+++ Excerpted data +++

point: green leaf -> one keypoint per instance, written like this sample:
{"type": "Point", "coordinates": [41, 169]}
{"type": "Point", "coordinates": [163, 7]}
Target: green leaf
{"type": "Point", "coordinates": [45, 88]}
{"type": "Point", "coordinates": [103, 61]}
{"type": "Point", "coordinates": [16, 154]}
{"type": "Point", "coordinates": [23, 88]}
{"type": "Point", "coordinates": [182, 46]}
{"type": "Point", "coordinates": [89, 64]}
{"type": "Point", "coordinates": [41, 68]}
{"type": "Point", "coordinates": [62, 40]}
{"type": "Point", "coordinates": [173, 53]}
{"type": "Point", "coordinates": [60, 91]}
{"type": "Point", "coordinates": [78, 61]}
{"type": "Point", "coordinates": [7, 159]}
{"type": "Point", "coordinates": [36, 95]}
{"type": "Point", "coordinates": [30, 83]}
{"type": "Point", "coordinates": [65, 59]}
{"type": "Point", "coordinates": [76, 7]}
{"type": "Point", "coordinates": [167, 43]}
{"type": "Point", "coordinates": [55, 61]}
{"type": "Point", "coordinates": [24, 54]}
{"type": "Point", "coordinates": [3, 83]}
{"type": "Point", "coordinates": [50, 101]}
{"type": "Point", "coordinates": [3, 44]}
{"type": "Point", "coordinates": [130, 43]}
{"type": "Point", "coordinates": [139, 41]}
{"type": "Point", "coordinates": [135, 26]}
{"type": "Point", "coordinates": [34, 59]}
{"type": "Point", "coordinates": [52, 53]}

+++

■ Exercise
What is needed here is an exact copy of all the records above.

■ Your solution
point: green leaf -> one keypoint per instance, written like this sample:
{"type": "Point", "coordinates": [41, 169]}
{"type": "Point", "coordinates": [163, 7]}
Target: green leaf
{"type": "Point", "coordinates": [45, 88]}
{"type": "Point", "coordinates": [103, 61]}
{"type": "Point", "coordinates": [16, 154]}
{"type": "Point", "coordinates": [23, 88]}
{"type": "Point", "coordinates": [182, 46]}
{"type": "Point", "coordinates": [89, 64]}
{"type": "Point", "coordinates": [41, 68]}
{"type": "Point", "coordinates": [62, 40]}
{"type": "Point", "coordinates": [173, 53]}
{"type": "Point", "coordinates": [60, 91]}
{"type": "Point", "coordinates": [78, 61]}
{"type": "Point", "coordinates": [7, 159]}
{"type": "Point", "coordinates": [36, 95]}
{"type": "Point", "coordinates": [30, 83]}
{"type": "Point", "coordinates": [65, 59]}
{"type": "Point", "coordinates": [76, 7]}
{"type": "Point", "coordinates": [167, 43]}
{"type": "Point", "coordinates": [55, 61]}
{"type": "Point", "coordinates": [24, 54]}
{"type": "Point", "coordinates": [3, 83]}
{"type": "Point", "coordinates": [50, 101]}
{"type": "Point", "coordinates": [3, 44]}
{"type": "Point", "coordinates": [130, 43]}
{"type": "Point", "coordinates": [139, 41]}
{"type": "Point", "coordinates": [135, 26]}
{"type": "Point", "coordinates": [34, 59]}
{"type": "Point", "coordinates": [52, 53]}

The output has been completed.